**TAREFA PROPOSTA A:** Extraia da listagem todas as linhas que contêm a palavra "dhoti".

A recodificação de material (lembranças) re-apresentadas pelos alunos ao lembrarem de suas experiências de vida pessoal e docente e manifestados em suas descrições narrativas certamente emergiram quando estes, apreenderam ou tentaram apreender o sentido do vivido, e esse sentido do vivido emergiu acredito eu, no contexto da re-elaboração de novas narrativas, deliberadas intencionalmente para produzirem compreensões, sistematizações e interpretações para as possíveis experiências de vida profissional docente do aluno que estava concluindo o Curso de Pedagogia.

Descrição do cenário

Esta passagem do texto intitulada de descrição do cenário, indica o lugar discursivo, o desenrolar de linguagens, onde são re-apresentadas através das memórias remotas e imediatas cenas experimentadas, vividas e protagonizadas pelos escritores dos memoriais. Neste cenário se descortinam nas narrativas, de vida pessoal e profissional suas ações, enredos e relatos, envoltos de emoções, dramas, ansiedade, conflitos etc...

(Registros de origem)
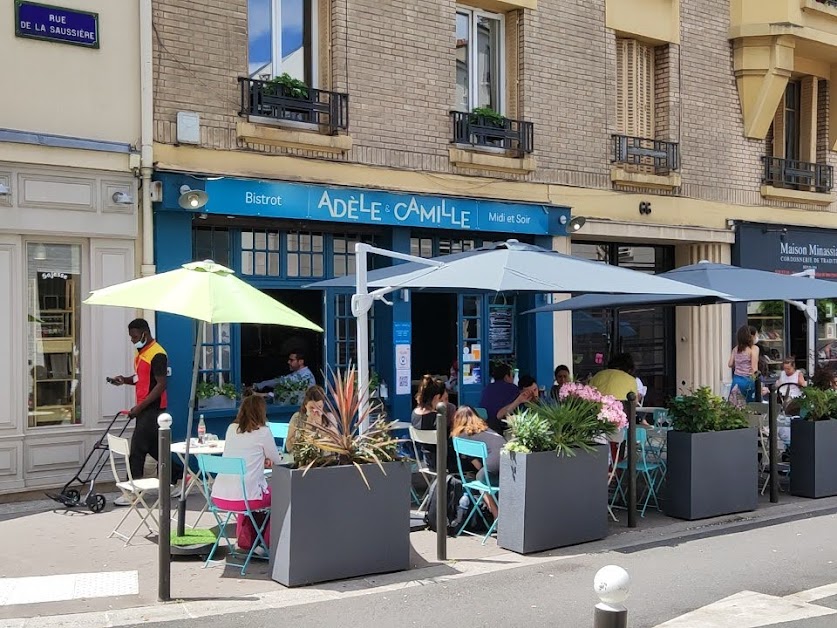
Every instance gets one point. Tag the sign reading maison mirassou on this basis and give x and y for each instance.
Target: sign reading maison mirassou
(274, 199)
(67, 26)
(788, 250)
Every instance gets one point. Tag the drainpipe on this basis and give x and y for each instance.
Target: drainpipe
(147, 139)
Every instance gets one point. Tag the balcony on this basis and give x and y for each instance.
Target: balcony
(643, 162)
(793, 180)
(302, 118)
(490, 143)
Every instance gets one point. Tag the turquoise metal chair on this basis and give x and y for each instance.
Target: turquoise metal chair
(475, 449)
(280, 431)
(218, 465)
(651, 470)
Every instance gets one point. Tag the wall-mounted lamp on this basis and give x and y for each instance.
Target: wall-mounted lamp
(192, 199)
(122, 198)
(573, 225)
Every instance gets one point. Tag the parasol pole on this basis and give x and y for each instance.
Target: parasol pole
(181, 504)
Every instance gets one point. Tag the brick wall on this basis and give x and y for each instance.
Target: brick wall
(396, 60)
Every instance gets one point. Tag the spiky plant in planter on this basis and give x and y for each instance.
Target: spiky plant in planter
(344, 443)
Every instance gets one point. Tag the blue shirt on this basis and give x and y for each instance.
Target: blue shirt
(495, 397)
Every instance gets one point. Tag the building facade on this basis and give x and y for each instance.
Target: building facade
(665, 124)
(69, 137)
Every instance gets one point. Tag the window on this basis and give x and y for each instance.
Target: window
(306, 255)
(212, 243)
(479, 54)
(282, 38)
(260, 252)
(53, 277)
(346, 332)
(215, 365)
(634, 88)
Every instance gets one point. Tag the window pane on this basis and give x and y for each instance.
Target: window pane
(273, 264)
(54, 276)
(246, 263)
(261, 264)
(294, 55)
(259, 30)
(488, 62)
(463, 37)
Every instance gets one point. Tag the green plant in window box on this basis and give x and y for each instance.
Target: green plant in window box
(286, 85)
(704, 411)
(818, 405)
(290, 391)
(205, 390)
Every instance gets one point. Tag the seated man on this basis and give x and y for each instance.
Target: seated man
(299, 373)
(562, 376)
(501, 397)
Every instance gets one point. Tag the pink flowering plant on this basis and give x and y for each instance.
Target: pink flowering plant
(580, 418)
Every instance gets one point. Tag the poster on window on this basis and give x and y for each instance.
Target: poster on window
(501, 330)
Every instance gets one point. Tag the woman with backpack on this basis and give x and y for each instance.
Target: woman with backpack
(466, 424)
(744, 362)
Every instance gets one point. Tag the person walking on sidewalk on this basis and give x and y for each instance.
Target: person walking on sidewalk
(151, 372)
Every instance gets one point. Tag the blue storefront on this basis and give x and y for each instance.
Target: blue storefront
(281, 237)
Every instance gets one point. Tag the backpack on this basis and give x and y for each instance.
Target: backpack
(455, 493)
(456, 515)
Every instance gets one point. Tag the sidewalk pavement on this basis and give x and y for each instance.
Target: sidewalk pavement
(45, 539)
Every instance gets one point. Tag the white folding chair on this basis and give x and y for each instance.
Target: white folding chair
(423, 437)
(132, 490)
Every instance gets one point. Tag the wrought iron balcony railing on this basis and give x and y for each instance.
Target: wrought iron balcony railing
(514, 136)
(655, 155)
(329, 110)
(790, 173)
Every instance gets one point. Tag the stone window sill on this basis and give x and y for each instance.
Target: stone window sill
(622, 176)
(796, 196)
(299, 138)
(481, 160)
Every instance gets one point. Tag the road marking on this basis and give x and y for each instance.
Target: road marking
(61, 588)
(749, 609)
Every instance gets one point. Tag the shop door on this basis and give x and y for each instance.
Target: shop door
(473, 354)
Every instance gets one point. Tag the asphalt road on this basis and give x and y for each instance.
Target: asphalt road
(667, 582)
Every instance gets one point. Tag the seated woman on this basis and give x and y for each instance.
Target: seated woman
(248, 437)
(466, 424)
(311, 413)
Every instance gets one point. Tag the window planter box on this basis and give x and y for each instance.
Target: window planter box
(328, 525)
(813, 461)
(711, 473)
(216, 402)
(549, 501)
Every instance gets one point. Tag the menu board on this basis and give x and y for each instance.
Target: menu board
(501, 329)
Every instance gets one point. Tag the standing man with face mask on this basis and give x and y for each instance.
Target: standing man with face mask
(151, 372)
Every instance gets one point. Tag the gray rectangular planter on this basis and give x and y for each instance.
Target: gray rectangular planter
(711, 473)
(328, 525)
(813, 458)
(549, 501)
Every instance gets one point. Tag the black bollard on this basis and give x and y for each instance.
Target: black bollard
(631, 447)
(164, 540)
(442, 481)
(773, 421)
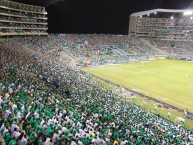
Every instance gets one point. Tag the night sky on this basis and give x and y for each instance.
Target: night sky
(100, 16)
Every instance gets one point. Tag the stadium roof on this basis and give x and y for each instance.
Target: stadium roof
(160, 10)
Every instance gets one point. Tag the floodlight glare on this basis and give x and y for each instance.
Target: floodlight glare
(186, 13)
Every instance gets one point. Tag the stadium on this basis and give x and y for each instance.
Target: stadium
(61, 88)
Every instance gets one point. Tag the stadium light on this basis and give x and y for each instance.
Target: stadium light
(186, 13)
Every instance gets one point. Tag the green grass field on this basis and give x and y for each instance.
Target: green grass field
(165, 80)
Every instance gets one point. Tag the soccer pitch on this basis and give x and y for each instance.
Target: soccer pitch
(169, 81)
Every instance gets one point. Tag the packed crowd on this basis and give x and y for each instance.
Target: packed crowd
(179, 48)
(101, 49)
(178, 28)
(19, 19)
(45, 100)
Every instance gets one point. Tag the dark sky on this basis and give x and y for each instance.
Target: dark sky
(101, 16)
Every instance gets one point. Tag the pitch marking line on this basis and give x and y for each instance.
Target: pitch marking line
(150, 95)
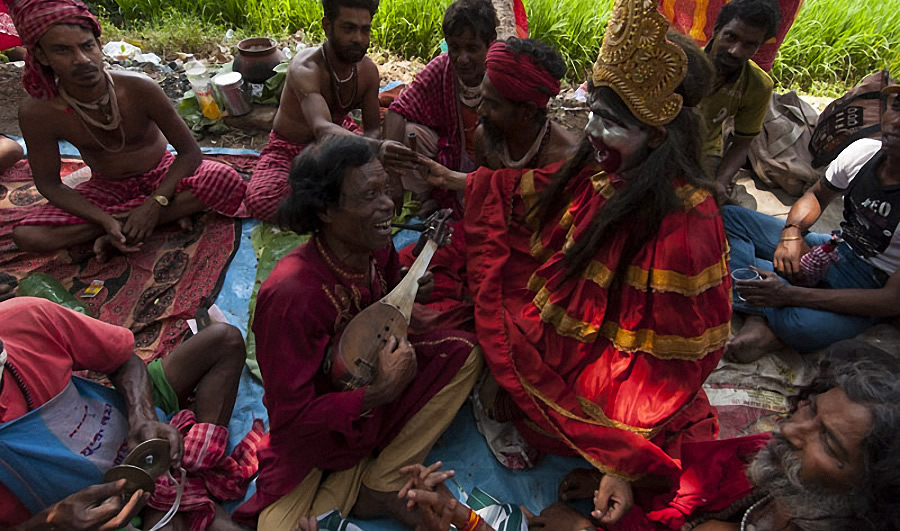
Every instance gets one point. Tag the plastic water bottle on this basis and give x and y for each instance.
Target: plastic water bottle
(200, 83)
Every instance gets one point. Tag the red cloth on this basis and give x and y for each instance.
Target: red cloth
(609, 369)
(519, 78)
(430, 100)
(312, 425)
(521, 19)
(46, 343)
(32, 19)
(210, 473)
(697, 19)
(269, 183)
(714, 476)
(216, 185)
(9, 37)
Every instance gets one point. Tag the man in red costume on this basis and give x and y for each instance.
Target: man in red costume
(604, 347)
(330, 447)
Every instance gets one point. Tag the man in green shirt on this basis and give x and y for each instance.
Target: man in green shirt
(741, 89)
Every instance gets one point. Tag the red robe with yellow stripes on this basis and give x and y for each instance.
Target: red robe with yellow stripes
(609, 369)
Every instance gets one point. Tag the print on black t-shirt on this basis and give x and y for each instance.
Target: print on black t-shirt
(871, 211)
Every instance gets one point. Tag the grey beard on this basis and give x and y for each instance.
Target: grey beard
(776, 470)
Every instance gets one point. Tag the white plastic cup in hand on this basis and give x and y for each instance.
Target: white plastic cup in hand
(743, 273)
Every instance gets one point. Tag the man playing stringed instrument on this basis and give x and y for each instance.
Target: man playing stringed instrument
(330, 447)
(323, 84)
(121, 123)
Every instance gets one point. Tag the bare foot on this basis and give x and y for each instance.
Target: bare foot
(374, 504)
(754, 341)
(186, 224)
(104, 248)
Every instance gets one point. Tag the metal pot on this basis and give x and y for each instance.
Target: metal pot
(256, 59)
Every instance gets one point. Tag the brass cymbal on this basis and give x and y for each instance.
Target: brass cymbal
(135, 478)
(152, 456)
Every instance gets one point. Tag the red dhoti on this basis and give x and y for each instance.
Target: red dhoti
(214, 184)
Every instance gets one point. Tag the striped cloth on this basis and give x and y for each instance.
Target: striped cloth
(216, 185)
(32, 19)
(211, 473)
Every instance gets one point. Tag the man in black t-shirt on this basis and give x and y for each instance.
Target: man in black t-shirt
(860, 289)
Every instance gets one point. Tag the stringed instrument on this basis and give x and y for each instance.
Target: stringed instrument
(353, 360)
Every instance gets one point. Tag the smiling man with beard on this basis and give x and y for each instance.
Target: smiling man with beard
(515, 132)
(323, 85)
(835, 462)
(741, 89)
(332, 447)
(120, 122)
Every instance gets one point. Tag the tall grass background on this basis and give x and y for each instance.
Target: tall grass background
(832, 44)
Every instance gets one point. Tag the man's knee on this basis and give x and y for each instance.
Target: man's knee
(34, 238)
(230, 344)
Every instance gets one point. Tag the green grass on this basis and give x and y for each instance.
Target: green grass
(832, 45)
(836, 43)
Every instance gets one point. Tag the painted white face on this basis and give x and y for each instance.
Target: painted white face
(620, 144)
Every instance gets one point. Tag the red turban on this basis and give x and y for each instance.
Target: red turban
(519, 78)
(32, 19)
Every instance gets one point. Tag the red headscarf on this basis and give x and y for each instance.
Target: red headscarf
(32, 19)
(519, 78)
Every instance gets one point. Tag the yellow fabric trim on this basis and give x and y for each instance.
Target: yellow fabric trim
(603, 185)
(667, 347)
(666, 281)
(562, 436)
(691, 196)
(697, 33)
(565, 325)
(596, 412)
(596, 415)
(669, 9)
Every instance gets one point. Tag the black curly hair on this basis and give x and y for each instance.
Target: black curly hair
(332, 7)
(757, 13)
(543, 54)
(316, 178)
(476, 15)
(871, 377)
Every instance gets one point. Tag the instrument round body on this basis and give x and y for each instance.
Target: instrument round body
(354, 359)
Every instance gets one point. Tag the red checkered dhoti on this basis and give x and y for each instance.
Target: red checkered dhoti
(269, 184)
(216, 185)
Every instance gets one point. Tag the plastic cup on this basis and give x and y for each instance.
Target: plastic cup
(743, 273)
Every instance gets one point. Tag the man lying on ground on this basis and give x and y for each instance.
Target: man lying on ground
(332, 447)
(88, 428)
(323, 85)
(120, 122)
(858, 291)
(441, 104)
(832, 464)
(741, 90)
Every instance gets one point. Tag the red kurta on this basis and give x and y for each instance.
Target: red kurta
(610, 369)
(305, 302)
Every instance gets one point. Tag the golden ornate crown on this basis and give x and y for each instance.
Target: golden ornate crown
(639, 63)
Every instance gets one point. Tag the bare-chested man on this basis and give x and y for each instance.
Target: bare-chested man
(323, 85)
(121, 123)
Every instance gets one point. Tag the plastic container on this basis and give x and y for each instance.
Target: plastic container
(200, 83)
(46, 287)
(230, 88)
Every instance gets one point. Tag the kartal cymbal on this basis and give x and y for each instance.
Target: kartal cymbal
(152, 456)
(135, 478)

**TAREFA PROPOSTA B:** De acordo com o trecho do documento, que curso o aluno estava concluindo?

**RESULTADO DA TAREFA A:**
Every instance gets one point. Tag the red dhoti on this basis and give x and y for each instance.
Target: red dhoti
Every instance gets one point. Tag the red checkered dhoti on this basis and give x and y for each instance.
Target: red checkered dhoti

**RESULTADO DA TAREFA B:** O Curso de Pedagogia.